Halkevlerinde; Dil, Tarih ve
Edebiyat, Güzel Sanatlar, Temsil, Spor, Toplumsal Yardım, Halk Dershaneleri ve
Kursları, Kitaplıklar, Müze, Sergi, Yayın ve Köycülük kolları bulunuyordu.
Köylere kasabalara geziler
düzenleniyor, spor yarışmaları yapılıyordu. Elde edilen gelirlerden de
yoksullar, hastalar yararlandırılıyordu.
“Kırsal
kesim, halk, köylü,” gibi deyimler ve sözlükler alabildiğine yaygınlaştı.
Aydınların dikkati çekildi, yönü köye çevrildi.
Halkevleri de tıpkı Eğitmen
Kursları, Köy Enstitüleri gibi halkın kalkındırılmasına yönelikti, devrimci
kuruluşlardı.
İsmet İnönü'nün deyişi ile
“Halkevleri; siyasi kuruluş değil,
sosyal, kültürel kurumlardı.”
Oralarda görev alan, etkin olan
kimselerin büyük bir bölümü öğretmendi. Her yörenin, töresel, bilimsel birçok
değerini o kuruluşlarda çalışan ozanlar, yazarlar inceleme ve araştırmaları ile
gün ışığına çıkardılar.

▶ [Çalışma Soruları]:
[a] Halkevleri metnine göre aşağıdaki soruları yanıtlayınız:
(i) Halkevlerinde görev alan ve etkin olan kimselerin büyük bir bölümü hangi meslektendi?
(ii) Elde edilen gelirlerden kimler yararlandırılıyordu?
(iii) İsmet İnönü'nün deyişine göre Halkevleri ne tür kurumlardı?
[b] Halkevleri metninde "Oralarda görev alan, etkin olan" sözleriyle başlayan paragrafı, ana bilgilerini koruyarak daha kısa biçimde yeniden yazınız.
[c] Halkevleri metnini son cümlesinden sonra kaldığı yerden sürdürünüz.
Metinden sonra yer alan satırların metinle herhangi bir ilgisi bulunmamaktadır.

▶ [Veri Satırları]:
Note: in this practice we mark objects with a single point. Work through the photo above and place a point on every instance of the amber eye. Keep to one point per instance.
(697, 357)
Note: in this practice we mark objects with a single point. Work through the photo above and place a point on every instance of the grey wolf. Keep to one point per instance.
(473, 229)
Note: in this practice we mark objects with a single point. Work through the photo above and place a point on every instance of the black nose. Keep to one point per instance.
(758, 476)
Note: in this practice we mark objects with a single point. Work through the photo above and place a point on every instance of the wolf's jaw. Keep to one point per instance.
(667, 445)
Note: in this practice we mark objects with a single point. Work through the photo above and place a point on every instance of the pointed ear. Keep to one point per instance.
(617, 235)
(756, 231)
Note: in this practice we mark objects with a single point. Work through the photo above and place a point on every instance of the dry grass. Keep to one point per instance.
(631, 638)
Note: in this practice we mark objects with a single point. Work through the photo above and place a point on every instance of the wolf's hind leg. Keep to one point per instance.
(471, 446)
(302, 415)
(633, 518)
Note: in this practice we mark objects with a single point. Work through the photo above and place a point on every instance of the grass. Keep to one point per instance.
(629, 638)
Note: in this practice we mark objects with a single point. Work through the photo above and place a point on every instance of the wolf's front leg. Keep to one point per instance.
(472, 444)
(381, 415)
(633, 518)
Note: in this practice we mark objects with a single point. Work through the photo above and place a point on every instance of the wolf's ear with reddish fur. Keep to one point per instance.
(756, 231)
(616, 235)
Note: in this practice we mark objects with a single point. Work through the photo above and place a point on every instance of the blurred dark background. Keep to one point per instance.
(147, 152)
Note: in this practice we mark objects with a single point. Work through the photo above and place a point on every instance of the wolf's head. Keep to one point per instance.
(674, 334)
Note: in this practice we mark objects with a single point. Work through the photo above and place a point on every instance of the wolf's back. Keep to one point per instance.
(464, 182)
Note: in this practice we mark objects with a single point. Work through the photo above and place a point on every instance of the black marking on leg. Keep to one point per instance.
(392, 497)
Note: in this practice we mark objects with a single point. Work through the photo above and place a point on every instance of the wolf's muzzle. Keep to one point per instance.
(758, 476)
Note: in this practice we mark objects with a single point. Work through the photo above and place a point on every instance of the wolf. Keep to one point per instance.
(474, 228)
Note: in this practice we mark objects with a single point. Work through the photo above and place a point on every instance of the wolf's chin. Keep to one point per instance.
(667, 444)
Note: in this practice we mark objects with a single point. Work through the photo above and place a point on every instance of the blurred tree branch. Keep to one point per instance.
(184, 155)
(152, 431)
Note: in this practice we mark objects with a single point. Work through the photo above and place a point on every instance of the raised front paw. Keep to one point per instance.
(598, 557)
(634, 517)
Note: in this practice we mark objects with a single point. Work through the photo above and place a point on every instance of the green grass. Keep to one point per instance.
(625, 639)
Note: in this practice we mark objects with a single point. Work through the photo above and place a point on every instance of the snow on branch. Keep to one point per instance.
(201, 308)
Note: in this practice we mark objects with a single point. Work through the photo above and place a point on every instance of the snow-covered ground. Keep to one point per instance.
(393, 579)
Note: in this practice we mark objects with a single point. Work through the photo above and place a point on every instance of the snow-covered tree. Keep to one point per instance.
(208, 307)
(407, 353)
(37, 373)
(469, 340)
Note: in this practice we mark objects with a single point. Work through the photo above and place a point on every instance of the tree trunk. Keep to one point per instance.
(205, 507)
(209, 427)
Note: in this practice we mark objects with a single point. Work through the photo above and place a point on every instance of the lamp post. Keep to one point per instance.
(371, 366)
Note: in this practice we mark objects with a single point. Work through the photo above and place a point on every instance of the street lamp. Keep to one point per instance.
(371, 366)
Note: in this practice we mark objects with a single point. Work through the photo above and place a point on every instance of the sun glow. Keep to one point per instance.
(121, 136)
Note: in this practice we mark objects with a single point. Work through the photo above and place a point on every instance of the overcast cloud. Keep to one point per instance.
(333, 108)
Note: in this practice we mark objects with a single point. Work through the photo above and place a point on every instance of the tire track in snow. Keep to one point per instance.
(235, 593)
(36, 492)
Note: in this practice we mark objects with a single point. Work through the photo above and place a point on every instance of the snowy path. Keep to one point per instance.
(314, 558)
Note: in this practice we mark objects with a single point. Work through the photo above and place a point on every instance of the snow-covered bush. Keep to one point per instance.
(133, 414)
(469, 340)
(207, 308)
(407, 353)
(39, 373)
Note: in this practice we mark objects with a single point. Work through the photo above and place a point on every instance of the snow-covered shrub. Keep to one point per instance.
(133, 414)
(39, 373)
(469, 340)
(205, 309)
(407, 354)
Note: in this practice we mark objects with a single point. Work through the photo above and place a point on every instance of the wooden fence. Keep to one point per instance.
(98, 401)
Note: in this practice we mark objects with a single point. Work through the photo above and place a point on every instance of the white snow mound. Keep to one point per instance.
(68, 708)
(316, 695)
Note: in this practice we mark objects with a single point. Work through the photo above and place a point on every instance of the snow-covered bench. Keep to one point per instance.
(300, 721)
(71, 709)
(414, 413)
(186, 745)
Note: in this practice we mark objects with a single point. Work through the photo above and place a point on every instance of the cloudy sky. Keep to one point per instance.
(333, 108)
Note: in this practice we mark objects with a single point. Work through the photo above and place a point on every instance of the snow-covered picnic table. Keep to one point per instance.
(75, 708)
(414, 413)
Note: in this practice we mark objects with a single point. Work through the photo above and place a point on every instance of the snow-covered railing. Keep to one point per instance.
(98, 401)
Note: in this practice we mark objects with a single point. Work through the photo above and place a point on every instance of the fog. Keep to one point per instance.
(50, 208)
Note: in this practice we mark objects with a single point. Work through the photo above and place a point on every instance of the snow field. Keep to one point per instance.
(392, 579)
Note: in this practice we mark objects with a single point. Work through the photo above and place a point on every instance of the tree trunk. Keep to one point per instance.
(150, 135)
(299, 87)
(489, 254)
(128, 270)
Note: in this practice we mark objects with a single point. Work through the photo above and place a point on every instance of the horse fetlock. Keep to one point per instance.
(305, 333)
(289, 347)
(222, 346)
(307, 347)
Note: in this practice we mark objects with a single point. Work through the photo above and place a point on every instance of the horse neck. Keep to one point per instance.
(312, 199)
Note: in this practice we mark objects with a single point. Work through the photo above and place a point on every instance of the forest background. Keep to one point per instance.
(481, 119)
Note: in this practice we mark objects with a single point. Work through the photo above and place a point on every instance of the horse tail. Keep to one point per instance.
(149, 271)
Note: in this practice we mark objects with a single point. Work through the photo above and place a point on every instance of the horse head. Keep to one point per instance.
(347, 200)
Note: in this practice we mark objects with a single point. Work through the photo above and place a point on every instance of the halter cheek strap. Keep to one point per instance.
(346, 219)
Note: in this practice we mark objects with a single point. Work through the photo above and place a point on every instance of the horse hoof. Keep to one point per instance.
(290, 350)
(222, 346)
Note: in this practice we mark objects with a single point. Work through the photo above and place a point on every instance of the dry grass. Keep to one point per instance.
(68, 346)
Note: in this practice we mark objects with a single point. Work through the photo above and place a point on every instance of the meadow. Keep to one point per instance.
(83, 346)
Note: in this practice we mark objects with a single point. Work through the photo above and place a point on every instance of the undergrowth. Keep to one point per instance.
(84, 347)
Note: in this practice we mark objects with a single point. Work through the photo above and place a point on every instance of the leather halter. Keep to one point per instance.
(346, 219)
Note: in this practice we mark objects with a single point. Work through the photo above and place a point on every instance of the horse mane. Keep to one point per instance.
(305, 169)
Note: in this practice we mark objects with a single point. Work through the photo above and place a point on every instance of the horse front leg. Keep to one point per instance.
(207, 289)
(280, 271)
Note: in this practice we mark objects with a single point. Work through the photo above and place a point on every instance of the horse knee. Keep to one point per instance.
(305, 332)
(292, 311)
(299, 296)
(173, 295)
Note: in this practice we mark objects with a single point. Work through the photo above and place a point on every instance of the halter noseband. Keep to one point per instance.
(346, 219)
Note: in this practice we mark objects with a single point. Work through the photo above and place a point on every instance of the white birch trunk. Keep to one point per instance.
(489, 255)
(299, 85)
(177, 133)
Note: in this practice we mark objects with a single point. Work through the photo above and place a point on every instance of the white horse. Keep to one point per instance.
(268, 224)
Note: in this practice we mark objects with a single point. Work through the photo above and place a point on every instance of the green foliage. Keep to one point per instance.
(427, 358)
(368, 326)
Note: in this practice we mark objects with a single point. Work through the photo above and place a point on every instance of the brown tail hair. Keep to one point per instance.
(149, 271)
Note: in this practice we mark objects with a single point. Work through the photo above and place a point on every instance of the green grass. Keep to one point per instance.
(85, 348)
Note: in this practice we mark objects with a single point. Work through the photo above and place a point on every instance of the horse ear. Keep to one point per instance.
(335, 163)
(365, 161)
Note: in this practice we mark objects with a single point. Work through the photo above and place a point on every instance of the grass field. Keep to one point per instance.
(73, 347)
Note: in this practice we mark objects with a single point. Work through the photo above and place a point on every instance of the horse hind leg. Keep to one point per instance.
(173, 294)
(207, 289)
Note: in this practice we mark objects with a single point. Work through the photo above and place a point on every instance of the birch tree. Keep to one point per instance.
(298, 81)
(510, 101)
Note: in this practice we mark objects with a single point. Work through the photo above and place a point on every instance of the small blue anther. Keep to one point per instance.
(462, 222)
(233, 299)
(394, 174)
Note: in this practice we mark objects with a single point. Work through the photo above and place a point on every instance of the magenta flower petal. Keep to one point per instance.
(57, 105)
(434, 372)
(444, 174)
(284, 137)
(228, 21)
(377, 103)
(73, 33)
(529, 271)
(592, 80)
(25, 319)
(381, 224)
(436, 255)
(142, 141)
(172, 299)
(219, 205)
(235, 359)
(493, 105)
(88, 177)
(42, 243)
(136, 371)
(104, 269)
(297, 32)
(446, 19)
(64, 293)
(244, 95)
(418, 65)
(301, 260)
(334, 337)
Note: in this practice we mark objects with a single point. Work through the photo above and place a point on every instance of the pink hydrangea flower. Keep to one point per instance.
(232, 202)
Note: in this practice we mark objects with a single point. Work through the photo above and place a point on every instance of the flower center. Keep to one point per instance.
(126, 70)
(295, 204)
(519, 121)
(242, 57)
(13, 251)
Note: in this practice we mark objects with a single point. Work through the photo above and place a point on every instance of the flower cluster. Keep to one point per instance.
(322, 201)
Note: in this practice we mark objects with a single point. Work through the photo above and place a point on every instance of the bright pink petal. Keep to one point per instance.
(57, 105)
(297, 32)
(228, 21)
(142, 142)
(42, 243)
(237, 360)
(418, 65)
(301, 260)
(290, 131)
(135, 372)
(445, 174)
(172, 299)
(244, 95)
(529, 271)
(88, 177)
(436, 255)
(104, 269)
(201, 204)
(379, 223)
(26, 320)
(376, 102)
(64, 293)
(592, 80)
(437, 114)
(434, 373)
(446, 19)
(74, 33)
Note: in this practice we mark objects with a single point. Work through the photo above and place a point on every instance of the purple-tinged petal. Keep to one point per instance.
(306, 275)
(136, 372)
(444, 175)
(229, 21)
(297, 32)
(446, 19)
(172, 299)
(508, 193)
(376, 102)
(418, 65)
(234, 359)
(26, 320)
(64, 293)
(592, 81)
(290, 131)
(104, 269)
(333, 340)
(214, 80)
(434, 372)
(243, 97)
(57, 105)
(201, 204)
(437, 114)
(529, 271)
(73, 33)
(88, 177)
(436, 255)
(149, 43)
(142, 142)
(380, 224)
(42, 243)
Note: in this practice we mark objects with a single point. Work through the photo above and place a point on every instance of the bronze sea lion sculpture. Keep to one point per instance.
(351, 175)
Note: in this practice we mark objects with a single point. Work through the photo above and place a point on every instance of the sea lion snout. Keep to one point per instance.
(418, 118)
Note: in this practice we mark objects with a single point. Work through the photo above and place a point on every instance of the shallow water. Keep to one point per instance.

▶ [Beklenen Yanıtlar]:
[a]
(i) Öğretmendi.
(ii) Yoksullar ve hastalar yararlandırılıyordu.
(iii) Siyasi kuruluş değil, sosyal ve kültürel kurumlardı.

[b] Halkevlerinde etkin olanların çoğu öğretmendi. Buralarda çalışan ozanlar ve yazarlar, inceleme ve araştırmalarıyla her yörenin töresel ve bilimsel değerlerini gün ışığına çıkardı.

[c]
Öğretmenler o dönemde büyük ölçüde
Atatürk' ün güvenini kazanmış insanlardan oluşuyordu.
Nafi Atuf Kansu, Ferit Celal Güven,
Reşit Galip gibi adları devrimin büyük ülkücüleri olarak saymak yerinde olur.
1932'de Halkevleri'ni öven
1950'lerde bencilliği, siyasi çıkarı uğruna övdüğü bu kurumları, 18 yıl sonra
yerden yere vurmaktan çekinmeyen cumhurbaşkanımız da oldu.
3 Mart 1968 günlü Cumhuriyet
Gazetesi'nde Şevket Süreyya Aydemir Celal Bayar’ın o iki konuşmasını bir kez
daha gözler önüne serdi.
“Ulusumuzun yükselmesi yolunda her
gereksinimi karşılayan, sezen Büyük Gazi toplumsal yaşamımızda çok derin bir
boşluğu ve çok güçlü ve yerinde bir gereksinimi görmüş ve bu boşluğu dolduracak
ve bu gereksinimi yanıtlayacak kurum ve kuruluşun temellerini atmak onurunu da
kazandırmıştır.”
Demokrat Parti'nin önde geleni
olarak bilinen ve sonradan cumhurbaşkanımız olan bu hırslı, çıkarcı devlet
yönetimiz daha sonra, yukarıdaki söylediklerini bilmezden gelerek Halkevleri'nin
temeline dinamit koyarcasına şu sözleri söylemekten çekinmemiştir.
“Halkevleri,
halk odaları kurmak, gençlik örgütlerini ele almak, faşist düşüncelerin
eseridir. Bunlar toplumsal bünyemiz içinde tamamıyla abes, geri ve yabancı
organ halindedirler.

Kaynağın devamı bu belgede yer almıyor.